TASK BRIEF: Would you copy the records exactly, leaving the pictures out?

-------- RECORDS FOR THIS TASK --------

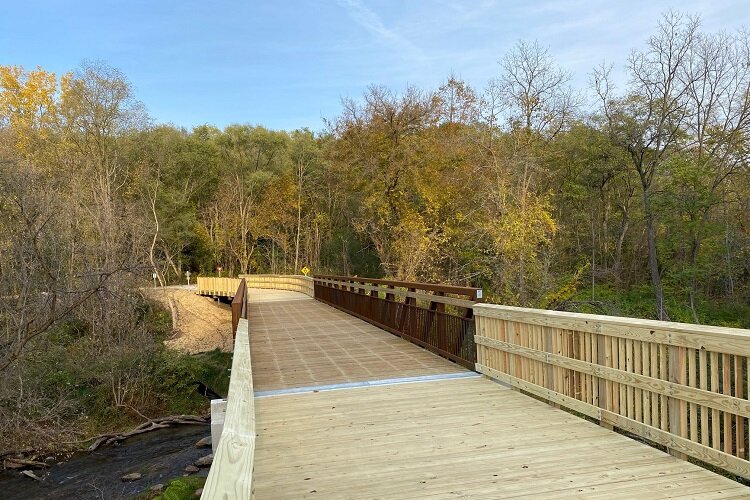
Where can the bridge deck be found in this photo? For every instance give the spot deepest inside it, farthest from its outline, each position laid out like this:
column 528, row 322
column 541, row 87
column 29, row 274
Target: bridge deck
column 452, row 437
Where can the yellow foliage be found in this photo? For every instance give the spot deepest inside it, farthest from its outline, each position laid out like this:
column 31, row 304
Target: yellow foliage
column 29, row 103
column 523, row 229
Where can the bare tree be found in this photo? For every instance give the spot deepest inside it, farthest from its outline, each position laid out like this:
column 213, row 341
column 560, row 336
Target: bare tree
column 648, row 122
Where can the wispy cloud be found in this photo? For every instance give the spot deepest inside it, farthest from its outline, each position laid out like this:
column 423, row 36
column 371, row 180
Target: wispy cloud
column 368, row 19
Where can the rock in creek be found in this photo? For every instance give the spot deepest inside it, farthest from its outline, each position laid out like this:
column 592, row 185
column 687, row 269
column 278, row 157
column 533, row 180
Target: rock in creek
column 204, row 443
column 133, row 476
column 204, row 461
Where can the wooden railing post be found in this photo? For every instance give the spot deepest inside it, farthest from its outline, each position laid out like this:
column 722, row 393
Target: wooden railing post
column 677, row 408
column 603, row 358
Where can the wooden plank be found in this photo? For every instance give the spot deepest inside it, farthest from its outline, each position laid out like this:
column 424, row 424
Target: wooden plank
column 715, row 422
column 548, row 394
column 638, row 392
column 231, row 473
column 703, row 369
column 680, row 444
column 647, row 395
column 739, row 383
column 677, row 412
column 668, row 388
column 405, row 293
column 726, row 387
column 671, row 441
column 693, row 382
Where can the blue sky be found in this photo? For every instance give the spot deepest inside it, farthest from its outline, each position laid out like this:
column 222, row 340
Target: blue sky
column 288, row 64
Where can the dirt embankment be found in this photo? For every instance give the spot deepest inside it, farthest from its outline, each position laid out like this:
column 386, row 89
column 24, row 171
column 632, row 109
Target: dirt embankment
column 200, row 323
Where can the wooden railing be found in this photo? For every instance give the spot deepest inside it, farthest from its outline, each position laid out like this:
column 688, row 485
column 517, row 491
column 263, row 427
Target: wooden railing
column 239, row 306
column 294, row 283
column 231, row 474
column 217, row 287
column 681, row 386
column 436, row 317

--------

RESPONSE:
Where can the bridge deck be found in this photo? For every instance give the spot deepest inside it, farthest from its outline, each position laid out like this:
column 528, row 322
column 541, row 87
column 29, row 274
Target: bridge deck
column 452, row 437
Where can the yellow foliage be found in this photo? For every instance give the spot deepest inside it, farthest from its outline, each position laid out like this:
column 31, row 304
Target: yellow foliage
column 29, row 103
column 523, row 229
Where can the bare tree be found in this photo? For every instance give the spot deepest inside it, farthest from its outline, each position laid out like this:
column 213, row 341
column 560, row 336
Target: bare tree
column 648, row 122
Where can the wispy cloud be found in this photo? For every instance give the spot deepest inside it, farthest from its outline, each position laid out like this:
column 423, row 36
column 371, row 180
Target: wispy cloud
column 368, row 19
Where can the rock in creek be found in this photo? For every instance give the spot deepest inside it, farthest from its outline, each position laid out like this:
column 592, row 185
column 687, row 269
column 278, row 157
column 533, row 180
Target: rock in creek
column 204, row 443
column 133, row 476
column 204, row 461
Where can the wooden railing post be found in this photo? For every instance give the spot deepest inside it, farthest from its outline, each position laid out like this:
column 722, row 393
Target: wooden railing post
column 677, row 408
column 603, row 358
Where can the wooden plank be found in this photo? For every instance give the spot deepest inside it, farthest from its outline, each position laid out like this:
column 424, row 424
Target: wooden plank
column 715, row 422
column 548, row 394
column 638, row 392
column 231, row 473
column 703, row 369
column 680, row 444
column 647, row 395
column 739, row 383
column 677, row 412
column 668, row 388
column 405, row 293
column 726, row 387
column 671, row 441
column 693, row 382
Where can the blue sky be found in this photo? For every instance give the spot deepest inside it, farthest from its outline, each position laid out like this:
column 222, row 340
Target: blue sky
column 288, row 64
Where can the dirt embankment be found in this photo? For every instance give the spot deepest inside it, farthest from its outline, each position laid out like this:
column 386, row 89
column 24, row 171
column 632, row 109
Target: dirt embankment
column 200, row 323
Where can the wooden railing be found in this photo? For every instance give the spot deepest inside it, farthest from its outline, each position laid out like this:
column 688, row 485
column 517, row 491
column 263, row 427
Target: wooden railing
column 239, row 306
column 294, row 283
column 231, row 474
column 217, row 287
column 681, row 386
column 436, row 317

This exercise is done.